### Given instruction
Convert the lines below into a JSON array of strings, one string per line, with blank lines omitted.

-------- The data --------

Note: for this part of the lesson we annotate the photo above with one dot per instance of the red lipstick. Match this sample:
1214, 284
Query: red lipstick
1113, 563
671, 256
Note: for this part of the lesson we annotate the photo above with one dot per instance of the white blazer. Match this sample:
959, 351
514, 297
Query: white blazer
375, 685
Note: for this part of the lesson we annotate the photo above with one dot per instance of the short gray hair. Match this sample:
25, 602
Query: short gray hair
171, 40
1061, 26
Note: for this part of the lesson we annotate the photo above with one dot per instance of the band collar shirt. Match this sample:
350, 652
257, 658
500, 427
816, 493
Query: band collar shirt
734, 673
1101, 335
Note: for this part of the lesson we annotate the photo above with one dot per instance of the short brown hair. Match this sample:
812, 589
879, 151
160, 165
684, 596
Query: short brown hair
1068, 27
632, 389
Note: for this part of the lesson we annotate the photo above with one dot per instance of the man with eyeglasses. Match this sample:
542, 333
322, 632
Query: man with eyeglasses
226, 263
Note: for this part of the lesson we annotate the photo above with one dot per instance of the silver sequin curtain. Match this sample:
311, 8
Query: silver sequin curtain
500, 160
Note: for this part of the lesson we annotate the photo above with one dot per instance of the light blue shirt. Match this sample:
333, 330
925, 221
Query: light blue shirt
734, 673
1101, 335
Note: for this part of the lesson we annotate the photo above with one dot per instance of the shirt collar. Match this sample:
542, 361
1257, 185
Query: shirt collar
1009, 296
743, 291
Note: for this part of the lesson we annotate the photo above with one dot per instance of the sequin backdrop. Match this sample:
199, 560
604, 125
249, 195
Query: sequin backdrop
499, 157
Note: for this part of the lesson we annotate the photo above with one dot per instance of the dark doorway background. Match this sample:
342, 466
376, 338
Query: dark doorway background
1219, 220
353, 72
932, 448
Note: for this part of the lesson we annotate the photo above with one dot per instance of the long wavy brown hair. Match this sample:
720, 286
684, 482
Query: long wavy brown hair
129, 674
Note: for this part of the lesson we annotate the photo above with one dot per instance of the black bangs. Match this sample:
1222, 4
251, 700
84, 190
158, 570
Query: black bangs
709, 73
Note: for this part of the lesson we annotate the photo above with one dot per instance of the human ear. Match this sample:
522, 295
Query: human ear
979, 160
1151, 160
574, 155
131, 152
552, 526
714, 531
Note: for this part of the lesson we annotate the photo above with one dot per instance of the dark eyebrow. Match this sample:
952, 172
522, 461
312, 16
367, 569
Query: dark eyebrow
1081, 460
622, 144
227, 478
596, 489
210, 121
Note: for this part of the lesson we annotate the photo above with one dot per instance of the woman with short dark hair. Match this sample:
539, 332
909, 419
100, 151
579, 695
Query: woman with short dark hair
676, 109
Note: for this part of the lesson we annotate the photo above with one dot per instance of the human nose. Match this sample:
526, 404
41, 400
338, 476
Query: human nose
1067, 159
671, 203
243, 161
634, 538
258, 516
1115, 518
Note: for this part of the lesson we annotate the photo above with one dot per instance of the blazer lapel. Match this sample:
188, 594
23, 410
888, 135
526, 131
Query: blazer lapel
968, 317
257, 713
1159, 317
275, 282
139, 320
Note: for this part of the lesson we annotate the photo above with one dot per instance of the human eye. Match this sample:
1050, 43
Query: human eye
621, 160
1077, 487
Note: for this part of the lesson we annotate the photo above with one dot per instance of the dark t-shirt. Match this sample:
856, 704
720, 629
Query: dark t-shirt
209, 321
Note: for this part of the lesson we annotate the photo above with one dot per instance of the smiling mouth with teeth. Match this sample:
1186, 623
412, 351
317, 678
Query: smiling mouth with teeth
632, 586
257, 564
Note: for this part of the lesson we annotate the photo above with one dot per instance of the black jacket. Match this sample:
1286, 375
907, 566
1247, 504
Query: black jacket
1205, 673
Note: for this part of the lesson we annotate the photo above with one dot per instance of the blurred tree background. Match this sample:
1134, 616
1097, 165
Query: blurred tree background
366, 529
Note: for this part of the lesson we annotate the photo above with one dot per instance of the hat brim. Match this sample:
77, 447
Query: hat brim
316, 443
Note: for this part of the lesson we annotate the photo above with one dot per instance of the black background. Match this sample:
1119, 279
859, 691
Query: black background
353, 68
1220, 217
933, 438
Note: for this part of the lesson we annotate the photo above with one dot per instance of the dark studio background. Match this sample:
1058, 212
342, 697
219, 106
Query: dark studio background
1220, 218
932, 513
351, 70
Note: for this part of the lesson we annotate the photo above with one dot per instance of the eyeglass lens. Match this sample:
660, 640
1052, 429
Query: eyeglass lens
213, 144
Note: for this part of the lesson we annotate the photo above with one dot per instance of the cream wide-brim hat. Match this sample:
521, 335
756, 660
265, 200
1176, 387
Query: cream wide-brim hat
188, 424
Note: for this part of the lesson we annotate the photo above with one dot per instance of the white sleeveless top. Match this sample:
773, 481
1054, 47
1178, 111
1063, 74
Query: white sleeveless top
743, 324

--------

### Expected output
[
  "Note: for this part of the lesson we annotate the photo above with one dot per instance of the red lipstick. Match this sample:",
  "1214, 284",
  "Query: red lipstick",
  "1113, 563",
  "671, 256",
  "Note: for this part of the lesson we annotate the photo above with one dot per instance of the white blazer. Match this sample:",
  "959, 351",
  "514, 297",
  "Query: white blazer",
  "375, 685",
  "Note: for this part of the lesson we annotate the photo above with one dot per instance of the short gray hair. Match this sample:",
  "25, 602",
  "Query: short gray hair",
  "171, 40",
  "1061, 26",
  "Note: for this part of the lesson we annotate the photo above with one dot per instance of the band collar shirt. Match this sample:",
  "350, 652",
  "257, 658",
  "500, 427",
  "816, 493",
  "Query: band collar shirt",
  "734, 673",
  "1101, 335",
  "Note: for this part of the lesson we annotate the photo above with one dot per instance of the short brown hair. Match this sample:",
  "812, 589",
  "879, 151",
  "160, 165",
  "684, 596",
  "Query: short brown hair",
  "1068, 27",
  "632, 389",
  "Note: for this part of the lesson we annotate the photo above with one dot per instance of the man with eyeglasses. Match this sample:",
  "542, 333",
  "322, 632",
  "Query: man with eyeglasses",
  "226, 263",
  "Note: for this part of the lesson we annotate the photo above with one dot per instance of the silver sequin curtain. Match this sample:",
  "311, 8",
  "Query: silver sequin curtain",
  "500, 160",
  "Note: for this part of the lesson we annotate the photo above with one dot per instance of the light blue shirt. Match this sample:",
  "333, 330",
  "925, 221",
  "Query: light blue shirt",
  "734, 673",
  "1101, 335",
  "Note: for this part of the lesson we annotate the photo above with one dot per instance of the shirt collar. Match this sample:",
  "542, 361",
  "1257, 185",
  "Query: shirt collar",
  "1009, 296",
  "743, 291",
  "Note: for this part of the lesson we annotate the photo above with one dot per instance of the sequin backdrop. Match this sample:",
  "199, 560",
  "604, 125",
  "249, 195",
  "Query: sequin backdrop",
  "499, 157",
  "Note: for this part of the lesson we annotate the photo above with one dot per instance of the dark doorway background. Match this sample:",
  "342, 466",
  "376, 338",
  "Query: dark doorway background",
  "1219, 220",
  "353, 72",
  "932, 448",
  "Note: for this part of the lesson we annotate the photo above with one dot per instance of the long wavy brown hair. Match this sample:",
  "720, 286",
  "684, 482",
  "Query: long wavy brown hair",
  "129, 674",
  "Note: for this part of the lesson we annotate the photo above with one dot per instance of the black bangs. Match this sample:",
  "1222, 4",
  "251, 700",
  "84, 190",
  "158, 570",
  "Query: black bangs",
  "709, 73",
  "Note: for this part of the lesson we annotate the photo above with one dot per instance of the human ear. Match this sample:",
  "522, 295",
  "Query: human ear",
  "979, 160",
  "1151, 160",
  "574, 155",
  "131, 152",
  "552, 526",
  "714, 531",
  "Note: for this part of the lesson we annotate the photo above with one dot per instance of the dark eyebrow. Match this sample:",
  "952, 172",
  "522, 461",
  "312, 16",
  "367, 569",
  "Query: dark eyebrow",
  "1081, 460",
  "622, 144",
  "227, 478",
  "596, 489",
  "210, 121",
  "Note: for this part of the lesson we annotate the photo above with one dot per instance of the woman with short dark hair. Match this sample:",
  "539, 332",
  "909, 419",
  "100, 151",
  "579, 695",
  "Query: woman with short dark hair",
  "676, 109",
  "Note: for this part of the lesson we annotate the photo above with one dot per instance of the human nose. Match this sample:",
  "526, 404",
  "41, 400",
  "338, 476",
  "Query: human nose",
  "1067, 159",
  "671, 203",
  "243, 161",
  "634, 538",
  "258, 516",
  "1115, 518",
  "Note: for this part of the lesson we annotate the photo above with one dot per instance of the blazer lapel. Match this sample:",
  "188, 594",
  "23, 410",
  "888, 135",
  "526, 131",
  "Query: blazer lapel",
  "968, 317",
  "257, 713",
  "1159, 317",
  "275, 282",
  "139, 320",
  "Note: for this part of the lesson we annotate the photo above with one dot per instance of the human eye. Match this sample:",
  "1050, 43",
  "Query: human eye",
  "621, 160",
  "1077, 487",
  "Note: for this part of the lesson we annotate the photo above with one dot per instance of the dark t-shirt. Match this sample:",
  "856, 704",
  "720, 629",
  "Query: dark t-shirt",
  "209, 321",
  "Note: for this part of the lesson we annotate the photo above with one dot per instance of the smiling mouth with teeth. Match this sample:",
  "1186, 623",
  "412, 351",
  "317, 678",
  "Query: smiling mouth with teeth",
  "632, 586",
  "257, 564",
  "Note: for this part of the lesson we annotate the photo above with one dot per instance of the black jacket. Match this sample:",
  "1286, 375",
  "907, 566",
  "1247, 504",
  "Query: black jacket",
  "1205, 673",
  "Note: for this part of the lesson we annotate the photo above with one dot per instance of the blurred tree background. Match this sample:",
  "1134, 616",
  "1097, 165",
  "Query: blurred tree background",
  "366, 529",
  "Note: for this part of the lesson we annotate the photo above with one dot per instance of the hat brim. Match this sample:",
  "77, 447",
  "Query: hat brim",
  "316, 443",
  "Note: for this part of the lesson we annotate the photo above with one dot per instance of the black background. Match this sample:",
  "1119, 279",
  "859, 691",
  "Query: black background",
  "353, 68",
  "1220, 217",
  "933, 438",
  "Note: for this part of the lesson we annotate the photo above with one dot per instance of the dark studio background. Match this sample:",
  "1058, 212",
  "342, 697",
  "219, 106",
  "Query: dark studio background",
  "1220, 218",
  "932, 513",
  "351, 70",
  "Note: for this part of the lesson we annotate the photo above with one dot per instance of the eyeglass lens. Match this sample:",
  "660, 640",
  "1052, 429",
  "Query: eyeglass lens",
  "213, 144",
  "Note: for this part of the lesson we annotate the photo above with one dot per instance of the cream wide-brim hat. Match this sample:",
  "521, 335",
  "756, 660",
  "265, 200",
  "1176, 387",
  "Query: cream wide-brim hat",
  "188, 424",
  "Note: for this part of the lesson we annotate the photo above with one dot per instance of the white sleeveless top. Match this sample:",
  "773, 481",
  "1054, 47",
  "1178, 111",
  "1063, 74",
  "Query: white sleeveless top",
  "743, 324"
]